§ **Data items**
++++++++++++++++++++

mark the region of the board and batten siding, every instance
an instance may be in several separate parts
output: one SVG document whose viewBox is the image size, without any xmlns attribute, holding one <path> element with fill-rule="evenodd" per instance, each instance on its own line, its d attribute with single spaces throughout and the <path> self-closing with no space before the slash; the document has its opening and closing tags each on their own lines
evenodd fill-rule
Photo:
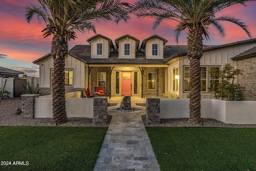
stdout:
<svg viewBox="0 0 256 171">
<path fill-rule="evenodd" d="M 235 69 L 237 68 L 237 62 L 231 58 L 255 46 L 256 43 L 242 44 L 236 46 L 228 46 L 212 50 L 203 52 L 203 56 L 200 60 L 201 66 L 220 66 L 222 70 L 225 64 L 230 64 Z M 186 56 L 174 59 L 169 63 L 168 73 L 168 91 L 172 92 L 172 69 L 178 66 L 179 73 L 178 95 L 180 98 L 187 98 L 187 92 L 183 92 L 183 67 L 189 66 L 189 60 Z M 208 74 L 207 75 L 208 76 Z M 208 80 L 209 79 L 207 79 Z M 236 83 L 236 79 L 234 82 Z M 207 87 L 209 86 L 207 82 Z M 211 92 L 202 92 L 201 98 L 214 98 L 214 95 Z"/>
<path fill-rule="evenodd" d="M 74 88 L 84 88 L 84 63 L 68 55 L 66 58 L 65 68 L 73 70 Z M 53 68 L 53 58 L 50 56 L 39 63 L 40 67 L 39 87 L 51 87 L 51 69 Z"/>
<path fill-rule="evenodd" d="M 97 54 L 97 44 L 102 44 L 102 54 Z M 92 40 L 91 43 L 91 58 L 107 58 L 110 53 L 108 41 L 100 37 Z"/>
<path fill-rule="evenodd" d="M 152 55 L 152 44 L 157 44 L 158 55 Z M 147 41 L 145 46 L 145 54 L 147 58 L 162 59 L 164 58 L 164 41 L 158 38 L 153 38 Z"/>
<path fill-rule="evenodd" d="M 130 44 L 130 55 L 124 55 L 124 44 Z M 120 40 L 118 45 L 118 58 L 120 58 L 135 59 L 136 52 L 136 42 L 126 37 Z"/>
</svg>

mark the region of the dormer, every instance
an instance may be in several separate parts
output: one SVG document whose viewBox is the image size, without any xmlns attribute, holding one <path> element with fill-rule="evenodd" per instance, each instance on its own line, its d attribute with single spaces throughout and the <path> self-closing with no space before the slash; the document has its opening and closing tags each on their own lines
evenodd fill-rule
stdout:
<svg viewBox="0 0 256 171">
<path fill-rule="evenodd" d="M 107 58 L 114 49 L 112 40 L 101 34 L 91 37 L 87 42 L 91 45 L 92 58 Z"/>
<path fill-rule="evenodd" d="M 164 46 L 168 40 L 157 35 L 153 35 L 142 41 L 140 47 L 147 59 L 164 58 Z"/>
<path fill-rule="evenodd" d="M 123 36 L 115 40 L 118 51 L 118 58 L 135 59 L 138 51 L 140 40 L 128 34 Z"/>
</svg>

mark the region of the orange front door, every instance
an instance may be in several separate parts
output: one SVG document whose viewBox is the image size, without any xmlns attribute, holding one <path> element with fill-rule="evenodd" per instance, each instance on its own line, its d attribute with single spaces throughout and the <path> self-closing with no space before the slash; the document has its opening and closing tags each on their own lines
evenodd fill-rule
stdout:
<svg viewBox="0 0 256 171">
<path fill-rule="evenodd" d="M 122 92 L 121 95 L 132 95 L 132 87 L 131 72 L 122 72 Z"/>
</svg>

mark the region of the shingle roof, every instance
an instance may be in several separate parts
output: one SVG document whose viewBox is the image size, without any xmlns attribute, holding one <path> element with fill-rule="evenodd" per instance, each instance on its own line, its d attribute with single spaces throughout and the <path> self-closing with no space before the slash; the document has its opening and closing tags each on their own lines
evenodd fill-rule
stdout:
<svg viewBox="0 0 256 171">
<path fill-rule="evenodd" d="M 256 46 L 232 57 L 231 59 L 234 61 L 237 61 L 255 57 L 256 57 Z"/>
<path fill-rule="evenodd" d="M 1 73 L 12 74 L 24 74 L 24 73 L 22 72 L 20 72 L 19 71 L 15 71 L 15 70 L 11 70 L 10 69 L 6 68 L 0 66 L 0 73 Z"/>
<path fill-rule="evenodd" d="M 147 59 L 144 52 L 138 51 L 136 52 L 136 59 L 118 58 L 118 52 L 111 52 L 108 58 L 91 58 L 90 45 L 76 45 L 69 52 L 87 62 L 88 64 L 163 64 L 170 56 L 177 53 L 186 51 L 186 46 L 164 46 L 164 58 L 159 59 Z"/>
<path fill-rule="evenodd" d="M 91 38 L 87 39 L 87 41 L 90 44 L 91 41 L 94 40 L 94 39 L 95 39 L 95 38 L 98 38 L 98 37 L 100 37 L 101 38 L 102 38 L 108 40 L 109 42 L 109 44 L 110 45 L 110 47 L 113 48 L 113 49 L 114 49 L 115 48 L 114 47 L 114 44 L 113 44 L 113 42 L 112 42 L 112 40 L 111 40 L 110 39 L 108 38 L 107 38 L 106 36 L 102 35 L 101 34 L 98 34 L 94 36 L 92 36 Z"/>
<path fill-rule="evenodd" d="M 168 42 L 168 40 L 164 39 L 161 36 L 156 35 L 153 35 L 142 41 L 142 43 L 141 44 L 141 46 L 140 46 L 140 49 L 145 49 L 145 46 L 146 46 L 147 41 L 154 38 L 157 38 L 160 40 L 162 40 L 164 42 L 164 45 Z"/>
</svg>

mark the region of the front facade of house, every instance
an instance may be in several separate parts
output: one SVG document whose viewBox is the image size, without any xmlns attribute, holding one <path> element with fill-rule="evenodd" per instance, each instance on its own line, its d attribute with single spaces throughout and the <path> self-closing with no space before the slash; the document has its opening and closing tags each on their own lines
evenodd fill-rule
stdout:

++++++++++++++++++++

§ **Directive**
Give the lines of the entries above as a Markdown table with the columns "Row" and "Line," numbering each row and leaving out blank lines. Omit the pictures from the answer.

§ **Problem solution**
| Row | Line |
|---|---|
| 1 | mark the region of the board and batten siding, every instance |
| 2 | an instance may be in several separate parts |
| 3 | output: one SVG document whose viewBox is the image size, without any xmlns attribute, holding one <path> element with fill-rule="evenodd" per instance, each instance on its own line, its d attribute with single spaces throughout and the <path> self-closing with no space before the slash; the document has its opening and closing tags each on their own lines |
| 4 | evenodd fill-rule |
| 5 | Photo: |
| 6 | stdout: |
| 7 | <svg viewBox="0 0 256 171"> |
| 8 | <path fill-rule="evenodd" d="M 235 69 L 237 68 L 237 62 L 231 58 L 255 46 L 256 43 L 242 44 L 236 46 L 228 46 L 212 50 L 203 52 L 203 56 L 200 60 L 201 66 L 220 66 L 222 70 L 225 64 L 230 64 Z M 186 56 L 174 59 L 169 63 L 168 73 L 168 91 L 172 92 L 172 69 L 178 66 L 179 73 L 178 95 L 180 98 L 187 98 L 187 92 L 183 92 L 183 67 L 189 66 L 189 60 Z M 208 74 L 207 75 L 208 76 Z M 208 80 L 209 79 L 207 79 Z M 236 83 L 236 79 L 234 82 Z M 207 87 L 209 86 L 207 82 Z M 211 92 L 202 92 L 201 98 L 214 98 L 214 95 Z"/> |
| 9 | <path fill-rule="evenodd" d="M 74 88 L 84 88 L 84 63 L 68 55 L 66 58 L 65 68 L 73 70 Z M 53 68 L 53 58 L 50 56 L 39 63 L 40 67 L 39 87 L 51 87 L 51 69 Z"/> |
| 10 | <path fill-rule="evenodd" d="M 97 54 L 97 44 L 102 44 L 102 54 Z M 92 40 L 91 43 L 91 58 L 107 58 L 110 53 L 108 41 L 100 37 Z"/> |
| 11 | <path fill-rule="evenodd" d="M 152 55 L 152 44 L 157 44 L 158 55 Z M 147 41 L 145 46 L 145 54 L 147 58 L 162 59 L 164 58 L 164 41 L 158 38 L 153 38 Z"/> |
| 12 | <path fill-rule="evenodd" d="M 130 44 L 130 55 L 124 55 L 124 44 Z M 120 40 L 118 45 L 118 58 L 120 58 L 135 59 L 136 52 L 136 42 L 126 37 Z"/> |
| 13 | </svg> |
| 14 | mark the region of the dormer, every instance |
| 15 | an instance may be in several separate parts |
| 16 | output: one SVG document whose viewBox is the image size, without any xmlns attribute, holding one <path> element with fill-rule="evenodd" per instance, each instance on its own line, its d attribute with single spaces throughout and the <path> self-closing with no space before the slash; the document has its opening and closing tags each on their own lines |
| 17 | evenodd fill-rule |
| 18 | stdout: |
| 19 | <svg viewBox="0 0 256 171"> |
| 20 | <path fill-rule="evenodd" d="M 107 58 L 114 49 L 112 40 L 101 34 L 91 37 L 87 42 L 91 45 L 92 58 Z"/> |
| 21 | <path fill-rule="evenodd" d="M 164 46 L 168 40 L 157 35 L 153 35 L 142 41 L 140 47 L 147 59 L 164 58 Z"/> |
| 22 | <path fill-rule="evenodd" d="M 123 36 L 115 40 L 118 51 L 118 58 L 135 59 L 138 51 L 140 40 L 128 34 Z"/> |
| 23 | </svg> |
| 24 | mark the region of the orange front door, every instance |
| 25 | an instance may be in several separate parts |
| 26 | output: one SVG document whose viewBox is the image size, without any xmlns attribute, holding one <path> element with fill-rule="evenodd" per instance, each instance on its own line, its d attribute with single spaces throughout and the <path> self-closing with no space before the slash; the document has its opening and closing tags each on their own lines |
| 27 | evenodd fill-rule |
| 28 | stdout: |
| 29 | <svg viewBox="0 0 256 171"> |
| 30 | <path fill-rule="evenodd" d="M 122 92 L 121 95 L 132 95 L 132 87 L 131 72 L 122 72 Z"/> |
| 31 | </svg> |
| 32 | mark the region of the shingle roof, every instance |
| 33 | an instance may be in several separate parts |
| 34 | output: one SVG document whose viewBox is the image size, without any xmlns attribute, holding one <path> element with fill-rule="evenodd" per instance, each instance on its own line, its d attribute with single spaces throughout and the <path> self-closing with no space before the slash; the document has its opening and closing tags each on their own lines |
| 35 | evenodd fill-rule |
| 36 | stdout: |
| 37 | <svg viewBox="0 0 256 171"> |
| 38 | <path fill-rule="evenodd" d="M 256 46 L 232 57 L 231 59 L 234 61 L 237 61 L 255 57 L 256 57 Z"/> |
| 39 | <path fill-rule="evenodd" d="M 1 73 L 12 74 L 24 74 L 24 73 L 22 72 L 20 72 L 19 71 L 15 71 L 15 70 L 11 70 L 10 69 L 6 68 L 0 66 L 0 73 Z"/> |
| 40 | <path fill-rule="evenodd" d="M 147 59 L 144 52 L 138 51 L 136 52 L 136 59 L 118 58 L 118 52 L 111 52 L 108 58 L 91 58 L 90 45 L 76 45 L 69 52 L 87 62 L 88 64 L 163 64 L 170 56 L 177 53 L 186 51 L 186 46 L 164 46 L 164 58 L 159 59 Z"/> |
| 41 | <path fill-rule="evenodd" d="M 91 38 L 87 39 L 87 41 L 90 44 L 91 41 L 94 40 L 94 39 L 95 39 L 95 38 L 98 38 L 98 37 L 100 37 L 101 38 L 102 38 L 108 40 L 109 42 L 109 44 L 110 45 L 110 47 L 113 48 L 113 49 L 114 49 L 115 48 L 114 47 L 114 44 L 113 44 L 113 42 L 112 42 L 112 40 L 111 40 L 110 39 L 108 38 L 107 38 L 106 36 L 102 35 L 101 34 L 98 34 L 94 36 L 92 36 Z"/> |
| 42 | <path fill-rule="evenodd" d="M 168 42 L 168 40 L 164 39 L 161 36 L 156 35 L 153 35 L 142 41 L 142 43 L 141 44 L 141 46 L 140 46 L 140 49 L 145 49 L 145 46 L 146 46 L 147 41 L 154 38 L 157 38 L 160 40 L 162 40 L 164 42 L 164 45 Z"/> |
| 43 | </svg> |
| 44 | mark the region of the front facade of house, every instance |
| 45 | an instance may be in several separate parts |
| 46 | output: one SVG document whose viewBox is the image size, without any xmlns attribute, holding one <path> element with fill-rule="evenodd" per instance, each instance on its own line, its d attribute with single spaces throughout and the <path> self-closing with no space before the slash; the document has its opening and closing tags each on their own lines |
| 47 | evenodd fill-rule |
| 48 | stdout: |